GIVEN INSTRUCTION A:
Retype the stretch of the passage on the origins of Buddhism from "If you people" through "prescriptions, anywhere anytime.".

EXTRACT PROVIDED:
begin
If you people want to have the slightest idea about what the hell is what the XVIII-XIX century europeans, and us after them, called Buddhism, forget about contemporary 100-page introductions or people who talk about it in a vacuum as if it were something that came out of nowhere and is applicable as such, with all its little lists and prescriptions, anywhere anytime.

Buddhism is the product of a wide social phenomenon called Sramana in the Indian context. It is the later development of only one of many movements or ways that came out of a reaction against the Vedic tradition when there were important social changes happening, the so called period of 'second urbanization'. When that tradition started to be incapable of facing the new developments, there was a series of people who, educated within that tradition and facing the new world, saw the contradictions and decided or were forced to leave society to try new ways. Out of this came an innumerable amount of individual or small-scale organized ways of life that, instead of trying to change or criticize that tradition, simply went their own way. Out of this pool, bigger organizations started to appear, among which early Buddhism, that are known retrospectively as heterodox views -Nastika-, because of their not taking the Vedas as an explicit reference, even if of course born in the meddle of Vedic culture, as well as next to the other cultures present in the territory before and simultaneously along with it.
end
SOURCE MATERIAL:
begin
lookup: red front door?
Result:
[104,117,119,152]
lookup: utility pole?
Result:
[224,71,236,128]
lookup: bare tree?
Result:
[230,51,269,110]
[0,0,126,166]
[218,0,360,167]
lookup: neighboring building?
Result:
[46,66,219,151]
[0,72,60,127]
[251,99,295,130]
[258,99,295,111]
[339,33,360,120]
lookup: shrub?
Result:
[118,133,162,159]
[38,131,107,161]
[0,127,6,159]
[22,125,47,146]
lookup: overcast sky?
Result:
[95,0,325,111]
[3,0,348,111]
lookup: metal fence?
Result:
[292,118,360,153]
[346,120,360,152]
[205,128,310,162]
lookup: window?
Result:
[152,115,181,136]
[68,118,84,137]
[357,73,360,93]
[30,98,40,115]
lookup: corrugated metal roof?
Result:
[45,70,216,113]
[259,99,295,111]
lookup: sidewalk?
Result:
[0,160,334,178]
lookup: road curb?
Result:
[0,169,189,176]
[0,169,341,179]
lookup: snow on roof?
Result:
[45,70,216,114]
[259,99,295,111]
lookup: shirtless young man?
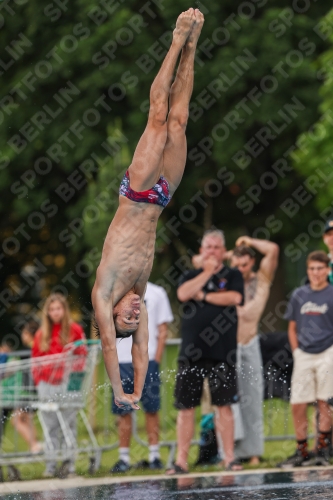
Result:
[231,236,279,465]
[92,9,204,409]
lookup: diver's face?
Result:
[113,293,141,337]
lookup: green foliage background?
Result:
[0,0,332,334]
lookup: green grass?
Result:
[2,346,313,479]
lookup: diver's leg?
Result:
[129,9,194,191]
[163,9,204,194]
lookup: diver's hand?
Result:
[114,393,140,410]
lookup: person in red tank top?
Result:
[31,293,87,477]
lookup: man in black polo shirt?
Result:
[169,230,244,474]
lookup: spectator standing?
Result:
[323,219,333,285]
[168,230,244,474]
[32,293,86,477]
[280,251,333,467]
[231,236,279,465]
[12,320,43,453]
[111,282,173,473]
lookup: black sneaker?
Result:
[277,450,311,469]
[312,446,330,465]
[110,460,131,474]
[149,458,164,470]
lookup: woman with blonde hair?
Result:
[31,293,86,477]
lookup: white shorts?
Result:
[290,346,333,404]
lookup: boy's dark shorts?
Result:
[175,359,239,410]
[112,361,161,415]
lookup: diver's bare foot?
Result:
[173,8,195,47]
[186,9,205,49]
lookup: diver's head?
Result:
[113,291,141,338]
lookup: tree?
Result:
[0,0,326,338]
end
GIVEN INSTRUCTION B:
How many lines of the records contain the word "black"? Give only the number.

EXERCISE SOLUTION A:
If you people want to have the slightest idea about what the hell is what the XVIII-XIX century europeans, and us after them, called Buddhism, forget about contemporary 100-page introductions or people who talk about it in a vacuum as if it were something that came out of nowhere and is applicable as such, with all its little lists and prescriptions, anywhere anytime.

EXERCISE SOLUTION B:
2